-- PASSAGE follows --
He quickly learned, however, that he’d have to change his approach. At the dam, there were unions. You did a specific job and that job alone, according to VanRinsum. This sometimes meant waiting for a carpenter to saw timber, for example, and then another person to move it.
Working on the dam boiled down to one critical skill in his mind.
“There was one thing that you had to learn before you could even go to work up there. You had to learn to tie a bowline knot. If you couldn’t tie that there were certain jobs you couldn’t even work on,” he said. “They had to make sure you knew how to tie that knot and tie it fast.”
VanRinsum noted he had been a Boy Scout, but the bowline knot frustratingly eluded him.
“Everybody showed me special ways to tie that knot, and, finally, one day, this old carpenter comes up to me and says, ‘OK Red Dog, do it like this, and when he done it, for some reason or another, it hit me. I could tie a bowline in my sleep,” VanRinsum said, tapping the tabletop with satisfaction.
VanRinsum was selected to join the form-stripping crew when a boss needed “two husky young bastards,” and looked in his direction.
The other man standing beside him was concerned if the job description entailed “going over the side”— basically being suspended in the air.
“[The] boss said, ‘no, you don’t have to, that’s the carpenters’ job, but he says, ‘you’ll be over there.’ And he was right. We didn’t have to go over there until we were over there like everybody else,” VanRinsum said.
This was why it was critical to wear a safety belt that was attached to the form and crane
“Those sections were 12-feet long and we’d have to step over on a catwalk. Those sections were bolted together. We’d have to take out those bolts and they had a special crane there they’d hook up to that 12-foot section and you’d have to ‘ride’ that 12-foot section. You’d look up to see the cable to see if it was straight up and down,” VanRinsum said, otherwise if it wasn’t a certain way, well, “when you pulled that last bolt you’d go swinging out into space.”
And it did happen.
“I go up there now I can’t even look over the side,” he said.
“It was a worry for me every day because I knew he’d be hanging over the edge,” VanRinsum’s wife Jan said. “I went up there many times just to observe.”
There was one instance where a carpenter named Spike, possibly because of his tall and slender profile, was not wearing his safety belt.
“One day he was outside taking out one of these forms with the air gun and we were working — Dale and I — was working right above him settin’ up the A frames. We heard the air gun stop running,” he said, and didn’t think anything of it until another worker started screaming that a guy had fallen. It was Spike.
-- PASSAGE concluded --
-- SOURCE INFORMATION follows --
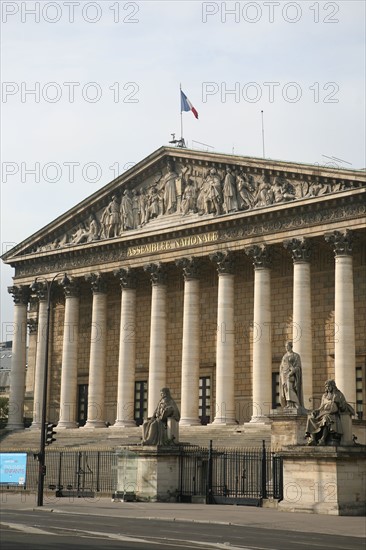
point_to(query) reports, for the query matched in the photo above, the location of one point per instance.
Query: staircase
(112, 438)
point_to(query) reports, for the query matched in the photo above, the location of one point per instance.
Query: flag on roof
(186, 105)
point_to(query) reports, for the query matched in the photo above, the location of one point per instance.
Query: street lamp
(37, 285)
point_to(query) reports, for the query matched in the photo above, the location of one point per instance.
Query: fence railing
(239, 475)
(218, 475)
(78, 471)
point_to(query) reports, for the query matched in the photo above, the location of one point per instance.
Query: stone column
(225, 341)
(40, 356)
(344, 317)
(157, 362)
(262, 344)
(127, 350)
(302, 333)
(68, 395)
(191, 343)
(18, 361)
(32, 347)
(97, 362)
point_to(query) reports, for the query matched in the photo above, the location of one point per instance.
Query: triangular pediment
(174, 186)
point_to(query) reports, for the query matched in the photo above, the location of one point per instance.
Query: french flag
(186, 105)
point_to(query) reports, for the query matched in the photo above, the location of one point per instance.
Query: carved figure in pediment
(94, 229)
(170, 190)
(203, 197)
(316, 189)
(136, 209)
(214, 193)
(189, 198)
(282, 190)
(143, 206)
(81, 234)
(229, 192)
(110, 220)
(152, 207)
(245, 192)
(263, 195)
(126, 211)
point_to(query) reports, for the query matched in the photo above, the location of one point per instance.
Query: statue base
(287, 428)
(148, 473)
(324, 480)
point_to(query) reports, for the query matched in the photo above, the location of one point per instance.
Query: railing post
(209, 496)
(59, 472)
(98, 472)
(264, 471)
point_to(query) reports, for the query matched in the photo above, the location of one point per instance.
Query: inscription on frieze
(173, 244)
(184, 189)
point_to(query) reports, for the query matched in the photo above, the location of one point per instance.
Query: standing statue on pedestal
(291, 393)
(155, 430)
(325, 422)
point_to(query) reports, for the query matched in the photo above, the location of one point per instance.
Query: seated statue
(325, 423)
(291, 393)
(155, 429)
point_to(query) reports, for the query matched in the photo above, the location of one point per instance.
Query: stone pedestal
(152, 473)
(287, 428)
(324, 480)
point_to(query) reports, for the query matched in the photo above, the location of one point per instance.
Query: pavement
(268, 518)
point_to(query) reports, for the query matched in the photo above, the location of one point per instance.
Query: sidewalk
(238, 515)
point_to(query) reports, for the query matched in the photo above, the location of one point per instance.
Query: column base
(94, 424)
(124, 424)
(189, 422)
(65, 425)
(224, 421)
(258, 420)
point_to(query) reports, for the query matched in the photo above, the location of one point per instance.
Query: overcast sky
(90, 87)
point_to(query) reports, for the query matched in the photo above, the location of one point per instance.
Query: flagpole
(181, 113)
(264, 156)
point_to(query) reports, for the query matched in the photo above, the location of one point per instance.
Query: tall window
(140, 401)
(359, 393)
(276, 390)
(205, 399)
(82, 404)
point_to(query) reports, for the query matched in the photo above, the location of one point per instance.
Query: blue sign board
(13, 468)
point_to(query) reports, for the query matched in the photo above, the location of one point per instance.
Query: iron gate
(230, 476)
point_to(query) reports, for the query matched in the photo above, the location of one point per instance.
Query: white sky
(144, 50)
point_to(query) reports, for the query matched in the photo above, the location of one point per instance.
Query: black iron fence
(215, 475)
(230, 476)
(80, 473)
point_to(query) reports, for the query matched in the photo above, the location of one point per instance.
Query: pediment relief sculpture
(182, 189)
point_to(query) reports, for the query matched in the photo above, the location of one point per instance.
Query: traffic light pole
(41, 454)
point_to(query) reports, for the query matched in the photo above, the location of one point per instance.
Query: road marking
(27, 528)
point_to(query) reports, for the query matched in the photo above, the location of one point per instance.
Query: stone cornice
(154, 164)
(276, 223)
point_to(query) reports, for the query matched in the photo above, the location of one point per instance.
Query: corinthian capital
(190, 267)
(341, 241)
(127, 277)
(20, 294)
(224, 261)
(261, 255)
(158, 274)
(97, 282)
(300, 249)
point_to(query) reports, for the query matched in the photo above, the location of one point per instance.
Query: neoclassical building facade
(192, 270)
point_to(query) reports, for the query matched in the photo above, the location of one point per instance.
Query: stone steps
(111, 438)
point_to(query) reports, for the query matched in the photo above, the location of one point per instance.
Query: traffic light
(50, 432)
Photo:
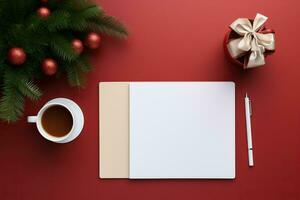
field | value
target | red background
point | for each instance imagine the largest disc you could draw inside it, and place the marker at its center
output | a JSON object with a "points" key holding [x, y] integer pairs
{"points": [[171, 40]]}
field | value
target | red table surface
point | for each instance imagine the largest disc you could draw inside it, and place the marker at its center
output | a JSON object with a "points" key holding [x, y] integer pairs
{"points": [[171, 40]]}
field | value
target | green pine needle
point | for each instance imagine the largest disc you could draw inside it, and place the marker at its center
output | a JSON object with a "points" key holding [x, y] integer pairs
{"points": [[42, 38], [29, 89]]}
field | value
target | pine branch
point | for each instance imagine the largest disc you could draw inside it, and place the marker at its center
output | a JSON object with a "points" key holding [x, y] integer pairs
{"points": [[58, 20], [29, 89], [62, 48]]}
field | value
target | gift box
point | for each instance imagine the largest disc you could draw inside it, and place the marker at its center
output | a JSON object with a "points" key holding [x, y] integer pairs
{"points": [[249, 42]]}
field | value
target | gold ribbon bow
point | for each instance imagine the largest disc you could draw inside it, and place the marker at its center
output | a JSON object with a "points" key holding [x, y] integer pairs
{"points": [[251, 40]]}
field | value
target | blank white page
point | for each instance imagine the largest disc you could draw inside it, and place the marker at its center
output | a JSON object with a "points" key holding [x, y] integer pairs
{"points": [[182, 130]]}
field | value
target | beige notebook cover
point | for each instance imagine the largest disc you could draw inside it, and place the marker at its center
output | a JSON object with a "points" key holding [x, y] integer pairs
{"points": [[114, 129]]}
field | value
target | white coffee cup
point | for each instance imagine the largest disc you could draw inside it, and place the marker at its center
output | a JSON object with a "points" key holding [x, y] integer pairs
{"points": [[75, 111]]}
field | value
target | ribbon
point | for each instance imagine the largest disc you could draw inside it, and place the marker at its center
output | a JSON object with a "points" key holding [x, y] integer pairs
{"points": [[251, 40]]}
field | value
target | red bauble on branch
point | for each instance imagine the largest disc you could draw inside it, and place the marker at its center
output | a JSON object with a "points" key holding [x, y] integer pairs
{"points": [[93, 40], [49, 66], [77, 46], [43, 12], [16, 56]]}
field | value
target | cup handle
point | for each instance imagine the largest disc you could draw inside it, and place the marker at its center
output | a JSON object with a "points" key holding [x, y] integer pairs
{"points": [[31, 119]]}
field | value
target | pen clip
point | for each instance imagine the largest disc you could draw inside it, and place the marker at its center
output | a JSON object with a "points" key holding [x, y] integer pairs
{"points": [[250, 106]]}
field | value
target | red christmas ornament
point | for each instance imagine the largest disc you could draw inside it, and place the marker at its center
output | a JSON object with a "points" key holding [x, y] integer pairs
{"points": [[43, 12], [16, 56], [49, 66], [93, 40], [77, 46]]}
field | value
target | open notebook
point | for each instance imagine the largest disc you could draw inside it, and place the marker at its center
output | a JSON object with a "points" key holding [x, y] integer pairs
{"points": [[167, 130]]}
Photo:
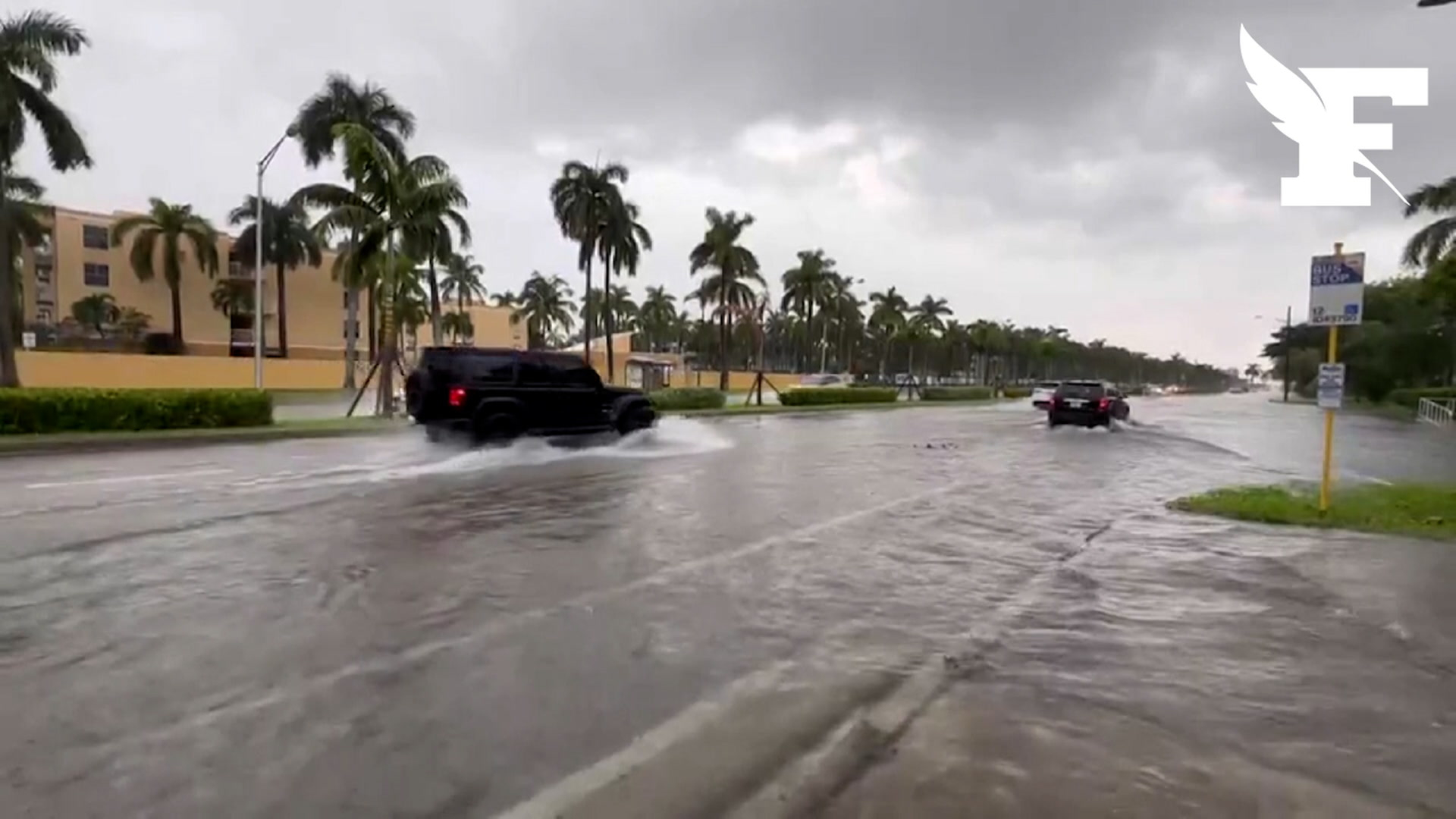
-- SOURCE INFORMATION concluded --
◆ PROBLEMS TO SOLVE:
#1 Reproduce the dam passage word for word, everything from "And it did happen." down to "his safety belt.".
#2 Continue the account of working on the dam, starting right after its last sentence.

◆ RESPONSES FOR EACH TASK:
#1
And it did happen.
“I go up there now I can’t even look over the side,” he said.
“It was a worry for me every day because I knew he’d be hanging over the edge,” VanRinsum’s wife Jan said. “I went up there many times just to observe.”
There was one instance where a carpenter named Spike, possibly because of his tall and slender profile, was not wearing his safety belt.

#2
“He’d lost his footing and he slid down the face of the dam and when I looked over — why, he was bouncing from bolt to bolt going down,” he said, his fall finally stopping after he got hung up across some piping.
A pipe-fitter working near where Spike had fallen ran down a catwalk, dove and grabbed the man’s collar as he began to slip according to VanRinsum.
VanRinsum went to help.
“Dale and I climbed down a side ladder. I remember myself shaking, going down,” he said noting that it was a matter of time before the man lost his grip. “And Spike would have slid 300 feet all the way to the powerhouse.”
“But he lived. He got out of it,” VanRinsum said, although Spike never returned to work on the dam. VanRinsum said he visited Spike in the hospital, but couldn’t recall the extent of his injuries.
Eventually, combining season arrived. By this time the dam was close to completion and hundreds of men were laid off weekly. VanRinsum asked to be let go because he had to harvest the crops, but the boss wanted him to return, to his surprise.
“I was the kind of guy, they could put me working somewhere and I’d work without having someone standing over me with a club,” he said with a chuckle.
By the time he returned to the dam fall had arrived. The wind blew, the snow and rain fell, and after 10 days he had enough of the dam. He went home to work the farm full time.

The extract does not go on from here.